=== 任务要求 ===
请续写这篇关于 SeaTunnel 写入 Doris 报错的帖子，从最后一行之后接着写。

=== 文档 ===
+ + + + + + +

现在 在跑的时候 就报错 之前试了几个全量抽都不报错

Exception in thread "main" org.apache.seatunnel.core.starter.exception.CommandExecuteException: SeaTunnel job executed failed
        at org.apache.seatunnel.core.starter.seatunnel.command.ClientExecuteCommand.execute(ClientExecuteCommand.java:213)
        at org.apache.seatunnel.core.starter.SeaTunnel.run(SeaTunnel.java:40)
        at org.apache.seatunnel.core.starter.seatunnel.SeaTunnelClient.main(SeaTunnelClient.java:34)
Caused by: org.apache.seatunnel.engine.common.exception.SeaTunnelEngineException: java.lang.RuntimeException: java.lang.RuntimeException: java.util.concurrent.ExecutionException: org.apache.seatunnel.connectors.doris.exception.DorisConnectorException: ErrorCode:[Doris-01], ErrorDescription:[stream load error] - stream load error: [CANCELLED][DATA_QUALITY_ERROR]Encountered unqualified data, stop processing, see more in null
        at org.apache.seatunnel.engine.server.task.flow.SinkFlowLifeCycle.received(SinkFlowLifeCycle.java:253)

+ + + + + + +

=== 已知信息 ===

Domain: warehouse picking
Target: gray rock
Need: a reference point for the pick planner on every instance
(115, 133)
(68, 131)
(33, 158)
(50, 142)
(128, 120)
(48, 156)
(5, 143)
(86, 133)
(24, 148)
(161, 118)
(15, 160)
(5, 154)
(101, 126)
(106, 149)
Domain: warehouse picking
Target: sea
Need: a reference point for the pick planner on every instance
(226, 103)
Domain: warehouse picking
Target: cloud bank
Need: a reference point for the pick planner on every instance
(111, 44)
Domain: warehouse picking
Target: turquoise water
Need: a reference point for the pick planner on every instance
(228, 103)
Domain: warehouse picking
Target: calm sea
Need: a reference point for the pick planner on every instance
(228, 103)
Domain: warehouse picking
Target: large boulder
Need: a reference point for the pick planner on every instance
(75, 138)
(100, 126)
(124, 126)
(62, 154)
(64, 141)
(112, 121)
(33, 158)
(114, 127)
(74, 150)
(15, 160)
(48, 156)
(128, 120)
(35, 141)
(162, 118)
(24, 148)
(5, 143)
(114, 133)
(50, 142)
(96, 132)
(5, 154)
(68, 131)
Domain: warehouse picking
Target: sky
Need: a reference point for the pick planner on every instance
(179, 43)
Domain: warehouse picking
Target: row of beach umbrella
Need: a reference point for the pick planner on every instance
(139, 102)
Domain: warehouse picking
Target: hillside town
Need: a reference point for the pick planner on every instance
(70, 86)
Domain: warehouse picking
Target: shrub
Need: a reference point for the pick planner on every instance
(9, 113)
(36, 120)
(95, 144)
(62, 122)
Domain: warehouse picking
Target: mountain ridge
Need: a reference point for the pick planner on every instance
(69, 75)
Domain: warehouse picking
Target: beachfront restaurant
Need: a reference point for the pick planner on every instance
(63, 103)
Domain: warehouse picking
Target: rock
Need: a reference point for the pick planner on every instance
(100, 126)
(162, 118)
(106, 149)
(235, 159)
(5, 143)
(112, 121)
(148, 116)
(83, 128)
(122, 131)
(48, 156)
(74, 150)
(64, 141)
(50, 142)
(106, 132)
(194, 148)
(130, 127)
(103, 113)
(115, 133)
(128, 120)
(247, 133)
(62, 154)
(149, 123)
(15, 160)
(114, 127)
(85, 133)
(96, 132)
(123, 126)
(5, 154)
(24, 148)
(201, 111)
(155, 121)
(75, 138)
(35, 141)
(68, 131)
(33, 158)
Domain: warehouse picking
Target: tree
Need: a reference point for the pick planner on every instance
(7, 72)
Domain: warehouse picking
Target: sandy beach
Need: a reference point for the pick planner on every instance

+ + + + + + +

=== 最终答案 ===
        at org.apache.seatunnel.engine.server.task.flow.SinkFlowLifeCycle.received(SinkFlowLifeCycle.java:66)
        at org.apache.seatunnel.engine.server.task.SeaTunnelTransformCollector.collect(SeaTunnelTransformCollector.java:39)
        at org.apache.seatunnel.engine.server.task.SeaTunnelTransformCollector.collect(SeaTunnelTransformCollector.java:27)
        at org.apache.seatunnel.engine.server.task.group.queue.IntermediateBlockingQueue.handleRecord(IntermediateBlockingQueue.java:70)
        at org.apache.seatunnel.engine.server.task.group.queue.IntermediateBlockingQueue.collect(IntermediateBlockingQueue.java:50)
        at org.apache.seatunnel.engine.server.task.flow.IntermediateQueueFlowLifeCycle.collect(IntermediateQueueFlowLifeCycle.java:51)
        at org.apache.seatunnel.engine.server.task.TransformSeaTunnelTask.collect(TransformSeaTunnelTask.java:73)
        at org.apache.seatunnel.engine.server.task.SeaTunnelTask.stateProcess(SeaTunnelTask.java:168)
        at org.apache.seatunnel.engine.server.task.TransformSeaTunnelTask.call(TransformSeaTunnelTask.java:78)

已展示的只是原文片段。